EXERCICE ÉCRIT 1:
Convertissez en liste JSON de chaînes, à raison d'une chaîne par ligne et sans les lignes vides, les lignes du jeu de données depuis leur tout début jusqu'à la ligne contenant « Each instance of », celle-ci comprise. Laissez les images hors de la réponse.

+++ TEXTE SOURCE

Après avoir insulté Jésus-Christ, il n’est pas surprenant qu’il outrage les ministres de son saint Évangile.

Il traite une de leurs professions de foi d’amphigouri, terme bas et de jargon qui signifie déraison. Il compare leur déclaration aux plaidoyers de Rabelais[1] : Ils ne savent, dit-il, ni ce qu’ils croient, ni ce qu’ils veulent, ni ce qu’ils disent.

« On ne sait, dit-il ailleurs[2], ni ce qu’ils croient, ni ce qu’ils ne croient pas, ni ce qu’ils font semblant de croire. »

Le voilà donc qui les accuse de la plus noire hypocrisie sans la moindre preuve, sans le moindre prétexte. C’est ainsi qu’il traite ceux qui lui ont pardonné sa première apostasie, et qui n’ont pas eu la moindre part à la punition de la seconde, quand ses blasphèmes, répandus dans un mauvais roman, ont été livrés au bourreau. Y a-t-il un seul citoyen parmi nous qui, en pesant de sang-froid cette conduite, ne soit indigné contre le calomniateur ?

++++++

EXERCICE ÉCRIT 2:
Dans le texte source, quelles sont les trois choses que les ministres ne savent pas selon la citation qui suit « aux plaidoyers de Rabelais » ?

+++ LIGNES D'ENTRÉE

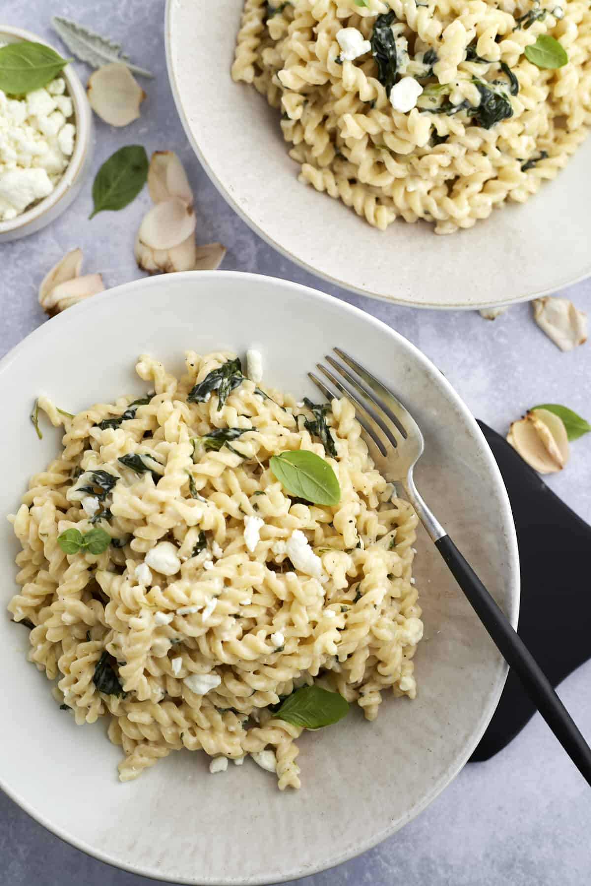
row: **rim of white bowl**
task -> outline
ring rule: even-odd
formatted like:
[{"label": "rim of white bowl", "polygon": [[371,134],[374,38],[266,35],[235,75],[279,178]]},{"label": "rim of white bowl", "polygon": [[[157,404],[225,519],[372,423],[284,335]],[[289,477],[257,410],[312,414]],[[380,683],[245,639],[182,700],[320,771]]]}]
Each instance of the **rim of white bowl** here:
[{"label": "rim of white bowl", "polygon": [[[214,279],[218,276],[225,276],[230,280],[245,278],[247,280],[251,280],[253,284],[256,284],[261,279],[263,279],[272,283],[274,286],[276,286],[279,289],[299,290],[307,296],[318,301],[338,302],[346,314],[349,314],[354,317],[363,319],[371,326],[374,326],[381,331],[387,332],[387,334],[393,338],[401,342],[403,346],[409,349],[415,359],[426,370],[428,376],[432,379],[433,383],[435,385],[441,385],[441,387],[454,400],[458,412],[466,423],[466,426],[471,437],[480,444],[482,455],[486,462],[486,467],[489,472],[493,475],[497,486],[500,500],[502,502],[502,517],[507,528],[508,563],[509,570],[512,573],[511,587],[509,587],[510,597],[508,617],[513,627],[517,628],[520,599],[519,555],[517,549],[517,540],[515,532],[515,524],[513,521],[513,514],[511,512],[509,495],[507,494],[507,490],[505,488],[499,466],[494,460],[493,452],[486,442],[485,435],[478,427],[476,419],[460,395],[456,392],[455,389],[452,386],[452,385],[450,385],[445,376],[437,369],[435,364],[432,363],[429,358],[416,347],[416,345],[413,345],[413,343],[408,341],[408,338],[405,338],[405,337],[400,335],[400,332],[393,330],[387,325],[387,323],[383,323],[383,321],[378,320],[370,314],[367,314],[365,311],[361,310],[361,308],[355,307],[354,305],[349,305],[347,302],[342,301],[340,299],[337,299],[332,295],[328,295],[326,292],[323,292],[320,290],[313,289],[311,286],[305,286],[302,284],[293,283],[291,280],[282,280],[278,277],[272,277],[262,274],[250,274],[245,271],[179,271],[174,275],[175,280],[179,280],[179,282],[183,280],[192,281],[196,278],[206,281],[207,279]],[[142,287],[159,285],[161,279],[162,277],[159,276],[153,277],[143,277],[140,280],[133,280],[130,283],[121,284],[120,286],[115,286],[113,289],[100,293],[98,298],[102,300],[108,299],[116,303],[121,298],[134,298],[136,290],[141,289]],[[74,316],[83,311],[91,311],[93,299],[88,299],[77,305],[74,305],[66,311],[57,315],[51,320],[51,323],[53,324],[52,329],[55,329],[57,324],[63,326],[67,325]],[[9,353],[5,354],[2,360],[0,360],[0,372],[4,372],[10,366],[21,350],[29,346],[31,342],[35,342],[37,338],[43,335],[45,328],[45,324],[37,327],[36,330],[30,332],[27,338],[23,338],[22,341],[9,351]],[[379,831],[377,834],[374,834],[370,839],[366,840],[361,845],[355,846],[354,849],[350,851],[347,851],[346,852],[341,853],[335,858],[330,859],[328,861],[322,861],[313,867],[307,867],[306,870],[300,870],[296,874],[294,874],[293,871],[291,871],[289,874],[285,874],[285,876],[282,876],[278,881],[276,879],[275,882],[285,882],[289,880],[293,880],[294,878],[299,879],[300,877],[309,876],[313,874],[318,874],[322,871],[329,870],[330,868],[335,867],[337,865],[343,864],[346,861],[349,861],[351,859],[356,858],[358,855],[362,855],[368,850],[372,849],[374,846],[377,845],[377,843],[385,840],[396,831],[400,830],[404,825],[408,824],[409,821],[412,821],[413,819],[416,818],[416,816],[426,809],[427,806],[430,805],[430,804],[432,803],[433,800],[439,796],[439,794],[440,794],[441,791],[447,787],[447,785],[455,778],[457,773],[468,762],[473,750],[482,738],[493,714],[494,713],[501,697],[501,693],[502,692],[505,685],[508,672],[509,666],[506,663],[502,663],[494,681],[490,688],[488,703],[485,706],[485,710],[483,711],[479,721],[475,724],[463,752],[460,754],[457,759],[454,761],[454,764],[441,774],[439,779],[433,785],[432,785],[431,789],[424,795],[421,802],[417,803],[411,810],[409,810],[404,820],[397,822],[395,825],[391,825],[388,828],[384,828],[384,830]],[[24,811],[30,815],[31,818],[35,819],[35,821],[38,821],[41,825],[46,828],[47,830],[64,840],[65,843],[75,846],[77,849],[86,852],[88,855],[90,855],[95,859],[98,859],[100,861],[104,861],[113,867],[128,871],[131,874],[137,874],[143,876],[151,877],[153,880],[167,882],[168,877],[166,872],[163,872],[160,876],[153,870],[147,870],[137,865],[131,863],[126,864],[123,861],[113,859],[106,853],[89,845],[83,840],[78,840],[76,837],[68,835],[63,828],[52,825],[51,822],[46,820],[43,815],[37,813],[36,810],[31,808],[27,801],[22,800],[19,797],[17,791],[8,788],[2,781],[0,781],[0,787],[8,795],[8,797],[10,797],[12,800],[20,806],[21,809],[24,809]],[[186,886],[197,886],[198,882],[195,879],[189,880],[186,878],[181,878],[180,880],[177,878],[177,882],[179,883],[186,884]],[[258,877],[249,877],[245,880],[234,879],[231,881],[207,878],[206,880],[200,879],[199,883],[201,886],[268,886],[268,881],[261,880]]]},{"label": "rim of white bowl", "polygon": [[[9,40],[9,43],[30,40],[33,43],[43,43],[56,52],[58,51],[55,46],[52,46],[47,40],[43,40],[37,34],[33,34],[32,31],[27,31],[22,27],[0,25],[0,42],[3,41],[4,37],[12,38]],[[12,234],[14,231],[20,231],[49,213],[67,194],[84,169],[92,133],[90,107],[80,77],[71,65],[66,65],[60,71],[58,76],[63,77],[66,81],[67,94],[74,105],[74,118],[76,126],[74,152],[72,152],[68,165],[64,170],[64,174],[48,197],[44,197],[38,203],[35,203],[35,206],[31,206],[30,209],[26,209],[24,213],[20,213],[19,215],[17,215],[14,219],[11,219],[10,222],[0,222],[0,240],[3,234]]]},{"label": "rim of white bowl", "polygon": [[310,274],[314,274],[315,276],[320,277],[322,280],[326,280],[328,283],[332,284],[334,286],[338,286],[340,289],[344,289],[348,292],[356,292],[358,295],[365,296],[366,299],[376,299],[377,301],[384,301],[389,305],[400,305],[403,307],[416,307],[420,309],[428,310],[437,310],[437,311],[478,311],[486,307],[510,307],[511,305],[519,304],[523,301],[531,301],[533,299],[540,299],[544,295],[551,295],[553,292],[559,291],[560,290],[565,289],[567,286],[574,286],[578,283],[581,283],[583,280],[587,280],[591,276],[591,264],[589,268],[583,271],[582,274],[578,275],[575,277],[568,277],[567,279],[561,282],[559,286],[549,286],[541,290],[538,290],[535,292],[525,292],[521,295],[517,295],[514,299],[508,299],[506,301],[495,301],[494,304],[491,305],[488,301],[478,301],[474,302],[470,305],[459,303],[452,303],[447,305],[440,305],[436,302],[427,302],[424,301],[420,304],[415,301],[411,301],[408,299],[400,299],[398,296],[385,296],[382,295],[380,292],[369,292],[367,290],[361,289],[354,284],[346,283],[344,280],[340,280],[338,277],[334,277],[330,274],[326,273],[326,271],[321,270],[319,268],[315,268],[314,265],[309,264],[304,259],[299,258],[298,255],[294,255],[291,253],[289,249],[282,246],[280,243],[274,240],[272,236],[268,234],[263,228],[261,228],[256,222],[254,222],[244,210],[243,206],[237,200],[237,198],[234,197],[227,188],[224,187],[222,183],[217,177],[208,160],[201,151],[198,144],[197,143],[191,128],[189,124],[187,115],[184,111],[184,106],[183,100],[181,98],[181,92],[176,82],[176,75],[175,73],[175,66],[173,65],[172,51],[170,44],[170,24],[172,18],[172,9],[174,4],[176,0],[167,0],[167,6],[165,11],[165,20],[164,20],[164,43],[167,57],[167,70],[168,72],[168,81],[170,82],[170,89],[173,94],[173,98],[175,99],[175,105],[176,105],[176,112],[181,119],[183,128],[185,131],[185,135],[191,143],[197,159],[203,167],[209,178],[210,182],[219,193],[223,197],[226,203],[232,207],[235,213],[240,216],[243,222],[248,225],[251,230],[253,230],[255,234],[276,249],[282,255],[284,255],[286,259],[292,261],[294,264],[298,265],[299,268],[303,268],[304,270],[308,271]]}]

++++++

RÉPONSE ATTENDUE 1:
[
  "row: **rim of white bowl**",
  "task -> outline",
  "ring rule: even-odd",
  "formatted like:",
  "[{\"label\": \"rim of white bowl\", \"polygon\": [[371,134],[374,38],[266,35],[235,75],[279,178]]},{\"label\": \"rim of white bowl\", \"polygon\": [[[157,404],[225,519],[372,423],[284,335]],[[289,477],[257,410],[312,414]],[[380,683],[245,639],[182,700],[320,771]]]}]",
  "Each instance of the **rim of white bowl** here:"
]

RÉPONSE ATTENDUE 2:
ce qu'ils croient ; ce qu'ils veulent ; ce qu'ils disent